## [Recorded information]
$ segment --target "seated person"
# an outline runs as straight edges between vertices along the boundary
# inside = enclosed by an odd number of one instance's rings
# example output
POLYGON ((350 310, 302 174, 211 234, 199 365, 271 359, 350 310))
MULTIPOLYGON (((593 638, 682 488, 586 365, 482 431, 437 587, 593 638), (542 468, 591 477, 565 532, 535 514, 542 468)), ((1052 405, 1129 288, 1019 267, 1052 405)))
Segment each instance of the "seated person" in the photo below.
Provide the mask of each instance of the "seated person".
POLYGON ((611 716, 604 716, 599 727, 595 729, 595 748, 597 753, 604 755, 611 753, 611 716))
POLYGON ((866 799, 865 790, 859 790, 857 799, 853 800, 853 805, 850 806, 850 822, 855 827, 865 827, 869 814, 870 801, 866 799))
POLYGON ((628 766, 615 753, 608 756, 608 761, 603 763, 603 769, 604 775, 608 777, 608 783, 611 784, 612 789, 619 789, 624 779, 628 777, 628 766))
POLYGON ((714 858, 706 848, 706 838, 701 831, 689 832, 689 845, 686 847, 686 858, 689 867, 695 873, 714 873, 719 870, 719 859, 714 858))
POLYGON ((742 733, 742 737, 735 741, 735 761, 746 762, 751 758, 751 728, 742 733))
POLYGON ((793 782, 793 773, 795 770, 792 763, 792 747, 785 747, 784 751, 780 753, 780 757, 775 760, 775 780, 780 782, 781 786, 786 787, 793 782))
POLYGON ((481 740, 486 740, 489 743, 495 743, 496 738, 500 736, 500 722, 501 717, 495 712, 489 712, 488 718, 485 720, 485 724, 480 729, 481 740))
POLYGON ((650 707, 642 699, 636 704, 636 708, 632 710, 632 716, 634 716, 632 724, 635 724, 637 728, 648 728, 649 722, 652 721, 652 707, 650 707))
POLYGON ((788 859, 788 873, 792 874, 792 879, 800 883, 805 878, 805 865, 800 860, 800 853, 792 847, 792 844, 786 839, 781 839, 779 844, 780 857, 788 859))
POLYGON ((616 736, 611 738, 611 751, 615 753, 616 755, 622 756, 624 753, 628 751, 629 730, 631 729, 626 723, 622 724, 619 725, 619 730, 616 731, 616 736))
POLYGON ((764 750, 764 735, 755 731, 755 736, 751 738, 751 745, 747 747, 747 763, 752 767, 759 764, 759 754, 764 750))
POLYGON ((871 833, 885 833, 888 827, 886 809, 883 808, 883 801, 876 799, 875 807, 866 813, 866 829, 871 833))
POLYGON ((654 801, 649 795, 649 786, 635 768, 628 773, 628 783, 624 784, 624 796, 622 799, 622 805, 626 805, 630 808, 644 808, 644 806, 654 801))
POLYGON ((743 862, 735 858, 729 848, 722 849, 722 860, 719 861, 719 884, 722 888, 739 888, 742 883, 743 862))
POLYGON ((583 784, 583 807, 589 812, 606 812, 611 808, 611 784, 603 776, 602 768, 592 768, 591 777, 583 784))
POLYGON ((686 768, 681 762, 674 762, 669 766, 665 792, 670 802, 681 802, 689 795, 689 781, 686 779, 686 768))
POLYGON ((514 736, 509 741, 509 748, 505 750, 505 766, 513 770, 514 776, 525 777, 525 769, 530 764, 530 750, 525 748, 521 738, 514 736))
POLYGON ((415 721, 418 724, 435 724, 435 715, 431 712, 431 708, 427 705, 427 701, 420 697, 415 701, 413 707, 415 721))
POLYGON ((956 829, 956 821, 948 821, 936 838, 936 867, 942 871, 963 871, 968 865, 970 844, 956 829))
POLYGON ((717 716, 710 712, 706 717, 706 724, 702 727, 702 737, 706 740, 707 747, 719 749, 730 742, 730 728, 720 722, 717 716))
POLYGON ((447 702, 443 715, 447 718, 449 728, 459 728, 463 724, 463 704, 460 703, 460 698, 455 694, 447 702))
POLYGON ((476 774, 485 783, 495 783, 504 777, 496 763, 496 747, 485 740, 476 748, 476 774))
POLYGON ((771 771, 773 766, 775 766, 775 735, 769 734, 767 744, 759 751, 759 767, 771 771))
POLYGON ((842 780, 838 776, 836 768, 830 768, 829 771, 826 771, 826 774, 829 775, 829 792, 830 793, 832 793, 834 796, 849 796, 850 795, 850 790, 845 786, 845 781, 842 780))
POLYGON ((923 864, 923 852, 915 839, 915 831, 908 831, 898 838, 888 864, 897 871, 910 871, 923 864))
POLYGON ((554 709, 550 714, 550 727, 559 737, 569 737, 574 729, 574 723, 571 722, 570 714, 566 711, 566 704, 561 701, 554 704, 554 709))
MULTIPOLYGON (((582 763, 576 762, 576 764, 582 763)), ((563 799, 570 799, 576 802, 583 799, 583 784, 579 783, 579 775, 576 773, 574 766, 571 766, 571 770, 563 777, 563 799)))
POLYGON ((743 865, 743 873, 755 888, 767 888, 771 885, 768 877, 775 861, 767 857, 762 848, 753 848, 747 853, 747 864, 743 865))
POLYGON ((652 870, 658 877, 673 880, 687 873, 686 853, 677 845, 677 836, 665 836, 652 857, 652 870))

## [Direction]
Copy out, character for character, the lines of the items above, from the first line through the line containing "POLYGON ((350 310, 302", including both.

## [Worked answer]
$ segment --target "seated person"
# an outline runs as straight edges between vertices along the boundary
# inside = enclosed by an odd number of one instance's rings
# example output
POLYGON ((350 310, 302 174, 211 234, 199 365, 271 359, 350 310))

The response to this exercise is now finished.